**Your instructions**
Please copy the data below from the line holding "Where can the white window" through the last line, inclusive, keeping every request and shifting each point coordinate in the answers by -15.
=== Supplied entries ===
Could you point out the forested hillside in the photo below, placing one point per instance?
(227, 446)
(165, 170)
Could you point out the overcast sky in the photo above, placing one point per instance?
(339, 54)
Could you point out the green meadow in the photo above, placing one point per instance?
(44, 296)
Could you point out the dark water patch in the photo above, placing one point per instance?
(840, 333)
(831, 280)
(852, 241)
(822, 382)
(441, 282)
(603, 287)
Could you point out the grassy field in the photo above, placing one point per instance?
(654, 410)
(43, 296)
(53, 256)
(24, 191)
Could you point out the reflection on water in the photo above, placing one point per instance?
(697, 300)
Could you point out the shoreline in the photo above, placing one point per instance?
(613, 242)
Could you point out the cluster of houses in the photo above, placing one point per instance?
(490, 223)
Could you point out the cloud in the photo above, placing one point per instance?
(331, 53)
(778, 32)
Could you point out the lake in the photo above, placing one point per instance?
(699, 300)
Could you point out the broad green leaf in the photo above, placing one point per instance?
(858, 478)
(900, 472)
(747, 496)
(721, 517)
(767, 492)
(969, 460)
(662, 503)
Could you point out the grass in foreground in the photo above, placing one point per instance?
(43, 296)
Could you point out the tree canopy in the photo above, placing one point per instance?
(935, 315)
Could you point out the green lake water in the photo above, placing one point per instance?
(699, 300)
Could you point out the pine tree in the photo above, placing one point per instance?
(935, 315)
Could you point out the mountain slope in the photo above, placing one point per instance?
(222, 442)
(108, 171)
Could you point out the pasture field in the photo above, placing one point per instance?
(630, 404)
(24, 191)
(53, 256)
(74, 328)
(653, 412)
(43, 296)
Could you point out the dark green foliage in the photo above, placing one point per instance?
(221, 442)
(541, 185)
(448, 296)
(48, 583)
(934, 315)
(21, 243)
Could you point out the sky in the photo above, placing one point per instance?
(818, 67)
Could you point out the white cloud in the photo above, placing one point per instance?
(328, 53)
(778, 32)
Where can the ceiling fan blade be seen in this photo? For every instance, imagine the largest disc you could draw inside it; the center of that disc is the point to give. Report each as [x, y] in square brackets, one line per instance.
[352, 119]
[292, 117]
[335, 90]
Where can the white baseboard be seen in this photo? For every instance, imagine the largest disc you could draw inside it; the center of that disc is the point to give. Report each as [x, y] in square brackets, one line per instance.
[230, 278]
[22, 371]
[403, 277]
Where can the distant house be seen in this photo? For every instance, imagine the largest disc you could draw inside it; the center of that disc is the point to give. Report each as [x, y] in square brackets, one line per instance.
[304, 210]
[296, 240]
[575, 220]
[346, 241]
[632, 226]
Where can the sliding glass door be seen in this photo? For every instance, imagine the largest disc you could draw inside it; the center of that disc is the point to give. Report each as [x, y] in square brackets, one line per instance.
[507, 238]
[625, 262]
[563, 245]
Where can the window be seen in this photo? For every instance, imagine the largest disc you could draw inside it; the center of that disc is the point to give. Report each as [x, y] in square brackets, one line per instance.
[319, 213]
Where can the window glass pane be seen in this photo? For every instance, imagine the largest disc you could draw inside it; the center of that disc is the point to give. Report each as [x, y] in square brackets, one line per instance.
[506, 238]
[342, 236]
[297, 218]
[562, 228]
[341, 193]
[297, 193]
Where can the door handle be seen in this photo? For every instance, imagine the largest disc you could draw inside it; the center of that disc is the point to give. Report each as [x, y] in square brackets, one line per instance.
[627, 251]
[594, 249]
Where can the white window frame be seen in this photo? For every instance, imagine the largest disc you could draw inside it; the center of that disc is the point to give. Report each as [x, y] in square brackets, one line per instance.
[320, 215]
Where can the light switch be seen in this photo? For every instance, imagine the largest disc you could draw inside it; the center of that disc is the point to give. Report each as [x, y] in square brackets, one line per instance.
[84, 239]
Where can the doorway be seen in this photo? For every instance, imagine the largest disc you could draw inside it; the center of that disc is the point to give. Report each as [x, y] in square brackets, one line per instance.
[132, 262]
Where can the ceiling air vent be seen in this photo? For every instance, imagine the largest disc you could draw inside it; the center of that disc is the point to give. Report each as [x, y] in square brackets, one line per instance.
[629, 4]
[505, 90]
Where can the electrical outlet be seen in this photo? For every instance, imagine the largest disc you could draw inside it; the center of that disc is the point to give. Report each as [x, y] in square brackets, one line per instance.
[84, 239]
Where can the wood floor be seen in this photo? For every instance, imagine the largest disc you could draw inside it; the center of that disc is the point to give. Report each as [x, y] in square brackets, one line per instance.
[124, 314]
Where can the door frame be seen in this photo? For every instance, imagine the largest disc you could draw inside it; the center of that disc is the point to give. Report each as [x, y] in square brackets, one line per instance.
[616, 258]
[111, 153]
===
**Result of this task**
Where can the white window frame be seen in this photo? For every instance, imagine the largest disc you could draw inside it; the center of that disc is the point to give. Report each as [x, y] in square brackets, one line per instance.
[305, 200]
Where can the light switch be seen in this photo? For every instance, imagine the largest disc you could draw inside it; the center of that disc is the point to give. Report each as [x, y] in square brackets, one line per instance.
[69, 224]
Where can the doorway be seen in this photo? For every instance, imagine the largest disc you could draw inside it; the center of that disc is the point to give. Report each as [x, y] in square brackets, one line per instance.
[117, 247]
Where can the ceiling air vent be seen in this photo? For every instance, imagine the largest disc you could draw inside it; the center of that disc is the point to give. Report each as [x, y] in square brackets, one line per instance.
[614, -11]
[490, 75]
Where can the electrical outlet be seen in this photo? For every instance, imagine the largest disc you could draw inside it; the center of that disc is the point to give. Report each as [x, y] in square brackets, one line per instance.
[69, 224]
Where can the wood floor be seen in this photo? For every instance, imagine the largest disc you could draw inside it; the center of that disc is the point to give. Report each as [x, y] in square brackets, one line per instance.
[109, 299]
Where can the door frame be seen in this photo? For every instance, imagine the largest disc you could draw inside it; the center of that disc is the point to give. Report each as [x, y] in square brackets, one line per instance.
[601, 243]
[96, 138]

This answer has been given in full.